■ **Passage shown**
As part of his continuing experimentation with the form of cinematic narrative storytelling, Shooting the Warwicks is the inverse of Rifkin's Look, which was developed as a film before being adapted into a Showtime TV series. Warwicks, meanwhile, began life as a series (called Reality Show) and was then edited down into one 93-minute film. It's a darker-than-dark satire of reality television in which an upper middle class family is filmed around the clock without their knowledge; when they don't make good television, the director (Rifkin) steps in to make things more...interesting. The stuff about reality TV is nothing that hasn't been said before, but Warwicks is also targeting the American family, demonstrating that even the most perfect and stable nuclear unit is just a few nudges away from total ruin. The last few years more or less demonstrate that.

10. Director's Cut (2017)
Topping himself as a cinematic anarchist, Rifkin collaborated with comedian and magician Penn Jillette for this totally insane dark comedy about a Rupert Pupkin-esque creep (Jillette, who also wrote the screenplay) who becomes infatuated with actress Missi Pyle (here playing herself, great as always), so he kidnaps her and creates a new cut of her most recent film (a slick, generic Se7en-inspired thriller) in which he plays the lead. The movie Director's Cut isn't just this new "sweded" version, though; it's actually the commentary track for the new movie, meaning Jillette narrates the whole thing in character. It's, like, three or four levels deep in meta, but it all works. Adam Rifkin is one of the great cinematic anarchists working today, and Director's Cut is such a blast because he's laying waste to entire form of feature filmmaking. What a unique, audacious movie.

■ **Rows from a collection**
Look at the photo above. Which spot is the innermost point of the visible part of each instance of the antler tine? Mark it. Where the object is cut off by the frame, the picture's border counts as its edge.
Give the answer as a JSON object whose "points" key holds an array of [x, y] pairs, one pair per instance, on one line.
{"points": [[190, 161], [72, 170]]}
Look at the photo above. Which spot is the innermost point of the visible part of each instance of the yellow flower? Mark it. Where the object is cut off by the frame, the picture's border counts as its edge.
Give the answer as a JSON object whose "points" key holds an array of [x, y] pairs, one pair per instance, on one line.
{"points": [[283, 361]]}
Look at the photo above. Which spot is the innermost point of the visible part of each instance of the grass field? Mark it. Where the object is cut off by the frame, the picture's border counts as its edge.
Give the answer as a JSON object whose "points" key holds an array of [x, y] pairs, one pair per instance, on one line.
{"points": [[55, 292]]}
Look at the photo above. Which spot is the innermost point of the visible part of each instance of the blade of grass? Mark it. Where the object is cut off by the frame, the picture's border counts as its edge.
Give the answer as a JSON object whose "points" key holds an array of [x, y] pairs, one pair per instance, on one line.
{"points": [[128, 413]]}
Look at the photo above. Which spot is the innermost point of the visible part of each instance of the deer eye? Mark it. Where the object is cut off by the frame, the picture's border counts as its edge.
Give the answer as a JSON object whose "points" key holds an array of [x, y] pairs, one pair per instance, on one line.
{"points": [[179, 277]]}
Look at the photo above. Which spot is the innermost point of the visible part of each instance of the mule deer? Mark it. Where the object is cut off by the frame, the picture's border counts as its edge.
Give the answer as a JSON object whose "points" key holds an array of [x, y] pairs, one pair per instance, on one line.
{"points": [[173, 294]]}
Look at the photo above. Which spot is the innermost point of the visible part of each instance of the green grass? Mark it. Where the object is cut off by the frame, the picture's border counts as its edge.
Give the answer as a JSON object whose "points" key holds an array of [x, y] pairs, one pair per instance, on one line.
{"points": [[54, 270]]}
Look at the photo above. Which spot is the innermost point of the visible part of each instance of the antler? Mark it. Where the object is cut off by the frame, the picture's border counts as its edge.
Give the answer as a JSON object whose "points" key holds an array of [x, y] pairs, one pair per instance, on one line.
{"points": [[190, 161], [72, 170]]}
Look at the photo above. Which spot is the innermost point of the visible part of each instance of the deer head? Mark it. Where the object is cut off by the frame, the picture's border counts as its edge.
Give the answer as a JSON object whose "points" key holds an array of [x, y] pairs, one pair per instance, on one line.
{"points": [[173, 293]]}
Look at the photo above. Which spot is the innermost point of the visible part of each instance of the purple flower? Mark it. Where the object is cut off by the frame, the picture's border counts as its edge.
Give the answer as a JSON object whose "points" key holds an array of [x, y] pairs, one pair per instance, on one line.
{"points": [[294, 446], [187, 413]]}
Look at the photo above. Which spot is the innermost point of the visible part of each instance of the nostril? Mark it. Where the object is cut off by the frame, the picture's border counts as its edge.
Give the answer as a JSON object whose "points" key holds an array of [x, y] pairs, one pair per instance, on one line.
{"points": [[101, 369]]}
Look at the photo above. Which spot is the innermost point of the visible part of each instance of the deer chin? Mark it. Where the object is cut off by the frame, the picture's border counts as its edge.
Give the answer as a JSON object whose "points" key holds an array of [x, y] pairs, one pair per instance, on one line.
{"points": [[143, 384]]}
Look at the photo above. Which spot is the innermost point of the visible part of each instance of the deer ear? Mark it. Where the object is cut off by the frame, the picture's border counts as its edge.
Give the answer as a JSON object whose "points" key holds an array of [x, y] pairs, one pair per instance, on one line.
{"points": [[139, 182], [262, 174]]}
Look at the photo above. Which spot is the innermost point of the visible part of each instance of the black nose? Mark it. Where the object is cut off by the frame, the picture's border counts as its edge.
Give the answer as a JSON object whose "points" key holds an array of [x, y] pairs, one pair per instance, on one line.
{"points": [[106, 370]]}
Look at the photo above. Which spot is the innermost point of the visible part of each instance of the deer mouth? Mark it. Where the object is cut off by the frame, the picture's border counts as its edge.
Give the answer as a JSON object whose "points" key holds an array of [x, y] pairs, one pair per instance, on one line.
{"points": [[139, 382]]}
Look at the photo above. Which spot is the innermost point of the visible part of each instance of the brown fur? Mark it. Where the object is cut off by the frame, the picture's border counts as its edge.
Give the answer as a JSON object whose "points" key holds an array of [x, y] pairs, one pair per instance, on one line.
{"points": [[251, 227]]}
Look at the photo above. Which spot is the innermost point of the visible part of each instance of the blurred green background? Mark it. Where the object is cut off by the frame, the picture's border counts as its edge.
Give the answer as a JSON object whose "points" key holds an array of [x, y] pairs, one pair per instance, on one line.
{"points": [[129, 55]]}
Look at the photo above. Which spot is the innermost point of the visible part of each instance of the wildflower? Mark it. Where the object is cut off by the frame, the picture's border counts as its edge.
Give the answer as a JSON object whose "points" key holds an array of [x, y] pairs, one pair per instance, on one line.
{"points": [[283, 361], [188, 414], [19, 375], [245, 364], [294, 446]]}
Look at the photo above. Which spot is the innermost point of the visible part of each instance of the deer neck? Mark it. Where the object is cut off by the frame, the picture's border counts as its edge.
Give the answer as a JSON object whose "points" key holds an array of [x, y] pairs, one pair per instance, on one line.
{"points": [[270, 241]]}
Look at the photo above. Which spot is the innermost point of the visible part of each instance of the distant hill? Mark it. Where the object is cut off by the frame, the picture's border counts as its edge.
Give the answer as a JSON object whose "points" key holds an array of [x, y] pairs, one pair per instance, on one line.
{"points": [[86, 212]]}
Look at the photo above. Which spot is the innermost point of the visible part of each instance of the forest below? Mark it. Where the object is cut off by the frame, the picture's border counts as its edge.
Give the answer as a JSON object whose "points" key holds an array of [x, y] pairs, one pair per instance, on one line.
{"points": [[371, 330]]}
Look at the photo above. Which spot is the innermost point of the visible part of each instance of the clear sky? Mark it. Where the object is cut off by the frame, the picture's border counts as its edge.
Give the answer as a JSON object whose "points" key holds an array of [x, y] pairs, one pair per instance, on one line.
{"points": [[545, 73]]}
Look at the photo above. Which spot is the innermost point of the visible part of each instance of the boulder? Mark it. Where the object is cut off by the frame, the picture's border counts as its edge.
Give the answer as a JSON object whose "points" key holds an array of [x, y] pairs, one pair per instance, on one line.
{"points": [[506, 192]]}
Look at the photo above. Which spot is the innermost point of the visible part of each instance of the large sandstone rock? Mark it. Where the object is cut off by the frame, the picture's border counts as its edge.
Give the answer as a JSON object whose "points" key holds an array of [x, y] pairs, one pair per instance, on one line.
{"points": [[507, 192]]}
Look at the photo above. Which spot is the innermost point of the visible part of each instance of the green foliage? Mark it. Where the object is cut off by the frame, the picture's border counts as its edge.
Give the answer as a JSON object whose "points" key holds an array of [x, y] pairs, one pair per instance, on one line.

■ **Exercise task 1**
Answer these questions from the passage on Adam Rifkin's films:
(a) Under what title did Shooting the Warwicks begin as a series?
(b) Which actress plays herself in Director's Cut?
(c) Who wrote the screenplay for Director's Cut?
■ **Exercise task 2**
Copy the stretch of the passage on Adam Rifkin's films from "As part of his" through "Director's Cut (2017)", renaming "Reality Show" as "Family Cam".

■ **Correct result 1**
(a) Reality Show
(b) Missi Pyle
(c) Penn Jillette

■ **Correct result 2**
As part of his continuing experimentation with the form of cinematic narrative storytelling, Shooting the Warwicks is the inverse of Rifkin's Look, which was developed as a film before being adapted into a Showtime TV series. Warwicks, meanwhile, began life as a series (called Family Cam) and was then edited down into one 93-minute film. It's a darker-than-dark satire of reality television in which an upper middle class family is filmed around the clock without their knowledge; when they don't make good television, the director (Rifkin) steps in to make things more...interesting. The stuff about reality TV is nothing that hasn't been said before, but Warwicks is also targeting the American family, demonstrating that even the most perfect and stable nuclear unit is just a few nudges away from total ruin. The last few years more or less demonstrate that.

10. Director's Cut (2017)